- [Problem to work on] Copy, exactly and without additions, every line in the records below from the one holding "formatted like [345,163]." through the one holding "formatted like [325,257].", both ends included.

[Stored dataset items]
═══

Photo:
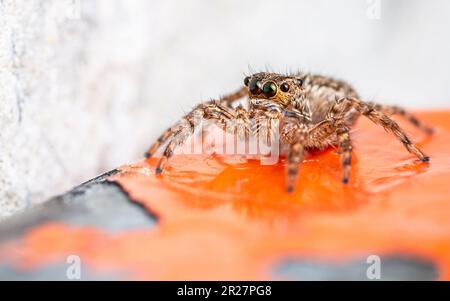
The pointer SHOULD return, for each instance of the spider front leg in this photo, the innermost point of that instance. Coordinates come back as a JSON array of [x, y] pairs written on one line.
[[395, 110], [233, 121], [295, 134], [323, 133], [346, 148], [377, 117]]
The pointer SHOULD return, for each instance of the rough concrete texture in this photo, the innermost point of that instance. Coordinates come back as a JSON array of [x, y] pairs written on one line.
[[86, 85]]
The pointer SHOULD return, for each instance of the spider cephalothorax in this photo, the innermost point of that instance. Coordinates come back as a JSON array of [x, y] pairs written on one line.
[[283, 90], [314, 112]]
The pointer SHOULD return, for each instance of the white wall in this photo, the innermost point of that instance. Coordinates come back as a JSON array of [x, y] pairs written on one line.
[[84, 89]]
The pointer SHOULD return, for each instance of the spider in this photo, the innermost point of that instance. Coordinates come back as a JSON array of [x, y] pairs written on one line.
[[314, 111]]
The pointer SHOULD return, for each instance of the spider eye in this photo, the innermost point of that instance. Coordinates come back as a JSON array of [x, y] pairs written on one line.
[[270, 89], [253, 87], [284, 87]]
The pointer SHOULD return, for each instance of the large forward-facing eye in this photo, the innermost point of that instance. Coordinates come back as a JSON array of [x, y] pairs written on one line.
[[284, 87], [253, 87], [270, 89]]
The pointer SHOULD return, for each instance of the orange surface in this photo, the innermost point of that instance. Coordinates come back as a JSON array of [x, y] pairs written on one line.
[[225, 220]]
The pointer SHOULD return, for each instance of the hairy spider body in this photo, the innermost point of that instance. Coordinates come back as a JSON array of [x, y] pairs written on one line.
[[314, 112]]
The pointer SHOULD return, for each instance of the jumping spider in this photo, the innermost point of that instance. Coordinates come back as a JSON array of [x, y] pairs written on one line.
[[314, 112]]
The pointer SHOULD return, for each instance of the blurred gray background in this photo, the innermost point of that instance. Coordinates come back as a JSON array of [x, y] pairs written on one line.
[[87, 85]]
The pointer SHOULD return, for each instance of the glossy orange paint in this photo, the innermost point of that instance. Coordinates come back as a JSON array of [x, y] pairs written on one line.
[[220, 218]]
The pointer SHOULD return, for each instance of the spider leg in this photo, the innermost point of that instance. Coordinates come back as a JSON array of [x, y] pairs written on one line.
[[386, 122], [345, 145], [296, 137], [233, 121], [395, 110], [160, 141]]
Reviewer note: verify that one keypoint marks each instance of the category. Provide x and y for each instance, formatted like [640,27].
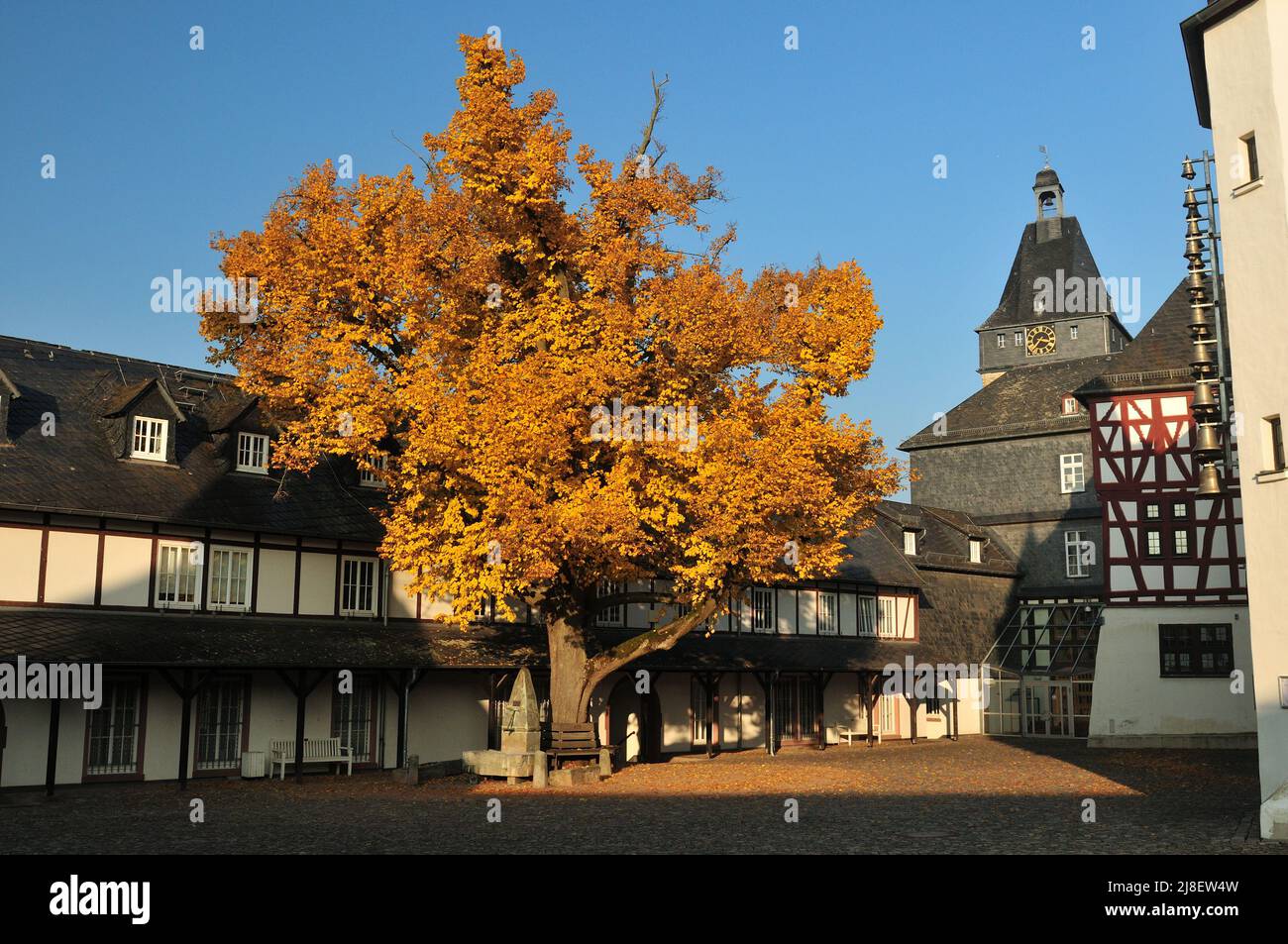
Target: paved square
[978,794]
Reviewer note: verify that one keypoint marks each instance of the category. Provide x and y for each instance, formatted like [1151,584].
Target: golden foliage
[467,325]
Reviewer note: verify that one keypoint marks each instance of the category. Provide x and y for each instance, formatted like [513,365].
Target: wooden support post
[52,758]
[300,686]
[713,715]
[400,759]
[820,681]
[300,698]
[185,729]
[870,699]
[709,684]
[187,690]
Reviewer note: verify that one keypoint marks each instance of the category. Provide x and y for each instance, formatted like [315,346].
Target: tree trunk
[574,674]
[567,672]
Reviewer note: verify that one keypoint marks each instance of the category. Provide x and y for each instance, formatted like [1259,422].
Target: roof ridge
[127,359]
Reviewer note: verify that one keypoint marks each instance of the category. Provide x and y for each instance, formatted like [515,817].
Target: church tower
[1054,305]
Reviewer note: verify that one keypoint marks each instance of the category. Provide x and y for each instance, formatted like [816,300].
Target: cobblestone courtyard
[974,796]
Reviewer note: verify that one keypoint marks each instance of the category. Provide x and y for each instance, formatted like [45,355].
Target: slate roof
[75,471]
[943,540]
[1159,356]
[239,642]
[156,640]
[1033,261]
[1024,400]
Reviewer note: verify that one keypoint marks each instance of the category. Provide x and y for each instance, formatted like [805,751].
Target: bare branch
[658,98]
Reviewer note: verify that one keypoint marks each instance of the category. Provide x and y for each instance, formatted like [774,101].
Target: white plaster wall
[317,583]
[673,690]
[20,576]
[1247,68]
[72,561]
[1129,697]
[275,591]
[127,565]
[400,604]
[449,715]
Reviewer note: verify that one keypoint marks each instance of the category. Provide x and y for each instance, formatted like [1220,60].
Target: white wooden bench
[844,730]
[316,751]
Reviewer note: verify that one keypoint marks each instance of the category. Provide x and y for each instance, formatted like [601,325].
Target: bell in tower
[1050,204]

═══

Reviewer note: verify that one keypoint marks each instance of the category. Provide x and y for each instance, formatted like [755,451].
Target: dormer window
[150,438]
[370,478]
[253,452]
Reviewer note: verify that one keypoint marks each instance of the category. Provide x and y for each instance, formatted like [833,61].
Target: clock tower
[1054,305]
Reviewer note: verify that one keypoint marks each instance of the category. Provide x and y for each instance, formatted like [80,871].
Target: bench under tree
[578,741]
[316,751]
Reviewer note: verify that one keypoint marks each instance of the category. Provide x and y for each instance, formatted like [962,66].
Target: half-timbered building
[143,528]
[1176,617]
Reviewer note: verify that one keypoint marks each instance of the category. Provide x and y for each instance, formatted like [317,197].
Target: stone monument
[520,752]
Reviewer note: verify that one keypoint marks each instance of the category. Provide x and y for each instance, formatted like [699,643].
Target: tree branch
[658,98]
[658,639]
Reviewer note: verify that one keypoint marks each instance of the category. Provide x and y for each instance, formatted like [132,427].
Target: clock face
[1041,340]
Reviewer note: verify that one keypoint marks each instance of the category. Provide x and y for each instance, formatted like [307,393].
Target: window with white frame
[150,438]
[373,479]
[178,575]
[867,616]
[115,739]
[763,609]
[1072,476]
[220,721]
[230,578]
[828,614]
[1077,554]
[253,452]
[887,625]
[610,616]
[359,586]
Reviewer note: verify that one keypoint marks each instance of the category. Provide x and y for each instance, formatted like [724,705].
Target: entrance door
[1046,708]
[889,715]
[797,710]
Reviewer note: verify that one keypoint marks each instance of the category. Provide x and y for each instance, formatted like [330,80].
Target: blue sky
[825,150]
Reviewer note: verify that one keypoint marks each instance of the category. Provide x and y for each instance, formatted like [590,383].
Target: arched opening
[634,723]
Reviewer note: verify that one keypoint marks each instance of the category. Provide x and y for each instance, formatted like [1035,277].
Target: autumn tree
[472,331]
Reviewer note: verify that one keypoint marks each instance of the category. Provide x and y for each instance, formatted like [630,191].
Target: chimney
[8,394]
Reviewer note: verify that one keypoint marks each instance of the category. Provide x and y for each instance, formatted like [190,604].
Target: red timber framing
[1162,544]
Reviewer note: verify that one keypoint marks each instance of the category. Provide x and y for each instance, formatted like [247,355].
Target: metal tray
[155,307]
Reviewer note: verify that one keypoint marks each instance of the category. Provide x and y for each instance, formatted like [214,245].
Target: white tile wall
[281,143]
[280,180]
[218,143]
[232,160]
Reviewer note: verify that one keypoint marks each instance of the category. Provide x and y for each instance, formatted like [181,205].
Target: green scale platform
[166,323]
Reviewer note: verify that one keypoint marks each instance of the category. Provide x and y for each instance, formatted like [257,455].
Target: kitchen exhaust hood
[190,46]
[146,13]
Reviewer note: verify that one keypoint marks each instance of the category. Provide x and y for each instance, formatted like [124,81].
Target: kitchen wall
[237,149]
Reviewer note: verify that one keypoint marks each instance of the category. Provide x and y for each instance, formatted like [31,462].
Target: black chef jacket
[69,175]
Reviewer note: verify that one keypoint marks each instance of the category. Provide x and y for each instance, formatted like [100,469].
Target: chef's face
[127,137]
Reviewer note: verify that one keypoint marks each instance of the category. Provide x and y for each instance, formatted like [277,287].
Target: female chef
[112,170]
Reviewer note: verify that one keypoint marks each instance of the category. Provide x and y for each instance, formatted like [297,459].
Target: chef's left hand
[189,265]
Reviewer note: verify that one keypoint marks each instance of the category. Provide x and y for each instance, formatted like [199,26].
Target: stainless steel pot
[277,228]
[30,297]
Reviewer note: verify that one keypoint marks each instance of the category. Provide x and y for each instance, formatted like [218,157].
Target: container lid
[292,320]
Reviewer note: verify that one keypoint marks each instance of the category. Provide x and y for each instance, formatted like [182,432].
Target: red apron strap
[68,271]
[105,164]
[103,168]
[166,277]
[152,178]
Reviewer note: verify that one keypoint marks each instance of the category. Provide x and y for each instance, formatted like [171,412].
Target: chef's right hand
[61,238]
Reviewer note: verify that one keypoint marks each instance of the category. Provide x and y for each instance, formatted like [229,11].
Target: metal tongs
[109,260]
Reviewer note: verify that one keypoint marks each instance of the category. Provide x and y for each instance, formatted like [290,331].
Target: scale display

═══

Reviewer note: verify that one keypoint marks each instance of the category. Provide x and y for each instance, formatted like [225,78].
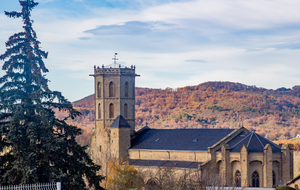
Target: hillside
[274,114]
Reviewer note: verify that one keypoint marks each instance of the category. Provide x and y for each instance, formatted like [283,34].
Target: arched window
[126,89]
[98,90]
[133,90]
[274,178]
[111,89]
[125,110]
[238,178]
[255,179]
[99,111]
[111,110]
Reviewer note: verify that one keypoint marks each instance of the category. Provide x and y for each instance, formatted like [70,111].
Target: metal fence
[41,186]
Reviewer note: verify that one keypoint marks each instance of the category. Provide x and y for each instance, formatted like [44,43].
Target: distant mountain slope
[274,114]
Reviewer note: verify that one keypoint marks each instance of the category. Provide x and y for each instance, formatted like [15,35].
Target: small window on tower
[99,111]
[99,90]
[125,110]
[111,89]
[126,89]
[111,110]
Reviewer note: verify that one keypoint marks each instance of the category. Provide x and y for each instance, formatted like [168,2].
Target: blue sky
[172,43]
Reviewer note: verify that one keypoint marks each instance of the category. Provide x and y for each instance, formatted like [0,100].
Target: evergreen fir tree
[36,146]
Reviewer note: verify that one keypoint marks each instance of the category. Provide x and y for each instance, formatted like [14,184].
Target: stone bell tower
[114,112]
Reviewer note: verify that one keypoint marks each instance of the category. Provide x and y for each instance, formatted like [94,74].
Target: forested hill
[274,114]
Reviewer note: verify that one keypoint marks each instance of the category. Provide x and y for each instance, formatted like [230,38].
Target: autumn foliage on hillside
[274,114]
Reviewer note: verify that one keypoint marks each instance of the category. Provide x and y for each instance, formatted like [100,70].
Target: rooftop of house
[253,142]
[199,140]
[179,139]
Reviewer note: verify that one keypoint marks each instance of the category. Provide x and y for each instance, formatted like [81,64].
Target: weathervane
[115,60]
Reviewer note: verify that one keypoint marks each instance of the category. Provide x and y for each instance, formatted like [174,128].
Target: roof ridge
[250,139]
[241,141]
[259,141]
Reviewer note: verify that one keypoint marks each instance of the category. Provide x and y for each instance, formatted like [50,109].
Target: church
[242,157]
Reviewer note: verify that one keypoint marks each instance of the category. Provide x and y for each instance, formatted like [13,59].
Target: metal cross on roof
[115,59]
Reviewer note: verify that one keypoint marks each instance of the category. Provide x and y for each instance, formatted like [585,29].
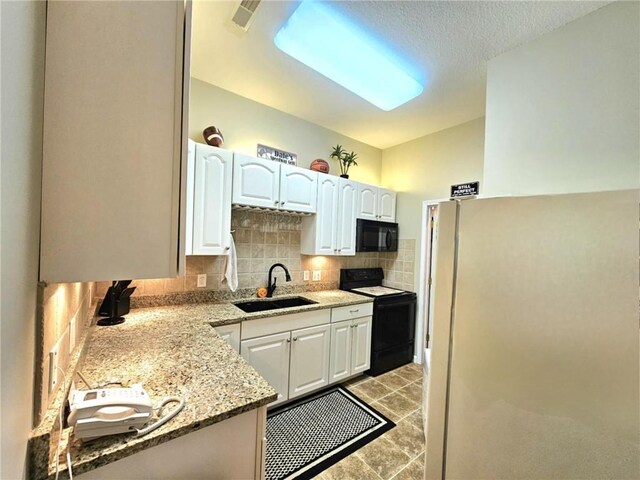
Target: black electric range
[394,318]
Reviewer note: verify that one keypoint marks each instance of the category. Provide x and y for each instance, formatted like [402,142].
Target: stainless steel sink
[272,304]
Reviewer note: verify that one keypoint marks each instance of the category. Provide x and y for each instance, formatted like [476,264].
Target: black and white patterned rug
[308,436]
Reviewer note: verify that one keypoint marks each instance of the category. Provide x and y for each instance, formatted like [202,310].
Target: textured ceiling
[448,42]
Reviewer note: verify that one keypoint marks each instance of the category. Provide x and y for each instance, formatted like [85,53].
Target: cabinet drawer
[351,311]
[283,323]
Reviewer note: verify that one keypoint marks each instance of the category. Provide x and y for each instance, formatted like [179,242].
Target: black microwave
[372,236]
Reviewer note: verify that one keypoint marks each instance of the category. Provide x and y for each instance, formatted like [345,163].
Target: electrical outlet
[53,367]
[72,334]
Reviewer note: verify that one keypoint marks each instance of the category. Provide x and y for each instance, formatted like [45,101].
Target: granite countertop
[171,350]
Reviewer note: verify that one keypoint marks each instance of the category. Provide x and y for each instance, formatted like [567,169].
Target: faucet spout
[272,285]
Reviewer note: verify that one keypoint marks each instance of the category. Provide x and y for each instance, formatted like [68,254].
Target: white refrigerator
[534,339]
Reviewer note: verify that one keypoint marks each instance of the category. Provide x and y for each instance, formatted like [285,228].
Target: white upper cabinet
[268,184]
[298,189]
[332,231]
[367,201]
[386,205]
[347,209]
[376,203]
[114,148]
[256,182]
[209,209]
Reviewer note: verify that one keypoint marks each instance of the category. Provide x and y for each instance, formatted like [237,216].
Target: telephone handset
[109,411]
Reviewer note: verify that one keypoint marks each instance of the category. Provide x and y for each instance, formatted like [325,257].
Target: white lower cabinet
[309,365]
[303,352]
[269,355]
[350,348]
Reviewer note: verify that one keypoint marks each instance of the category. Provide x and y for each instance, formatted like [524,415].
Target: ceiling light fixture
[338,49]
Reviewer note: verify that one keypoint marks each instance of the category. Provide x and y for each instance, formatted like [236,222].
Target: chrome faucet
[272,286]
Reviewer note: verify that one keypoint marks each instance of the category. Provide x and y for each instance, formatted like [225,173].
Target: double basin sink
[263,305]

═══

- [Answer to this problem]
Reviewer note: verify that one keypoint marks each instance of the category. Provide x and y for each instance, formatted like [345,163].
Target: electrical outlet
[53,367]
[72,334]
Reviewer note: verify that one keypoint marks each instance of the category. Provide x and y for each instance, formatted like [45,101].
Target: granite countertop
[171,350]
Reviewer note: verify that one keypoint marks each instance of the category. Provide x and y for each instance, formatted like [567,169].
Target: faucet spout
[272,285]
Reviewer note: verify that one keypoint marks each instance of the category. Provide x and y for each instance, formatted like [68,254].
Target: white refrigerator
[534,339]
Reviewer note: verify that one keypoint marks each instance of the category. Provide x and y for each instance, formatted like [285,228].
Target: white upper cabinet
[268,184]
[298,189]
[332,231]
[367,201]
[386,205]
[347,209]
[376,203]
[114,148]
[256,182]
[209,209]
Reviewer note: verify that one keypoint marks each instance of the category. Provide x and y for each instance, formatted like [237,216].
Target: telephone handset
[109,411]
Reviewer note: verify that one keypoint marks each instance of the category. Provide x and y for each instance, formatted like [325,257].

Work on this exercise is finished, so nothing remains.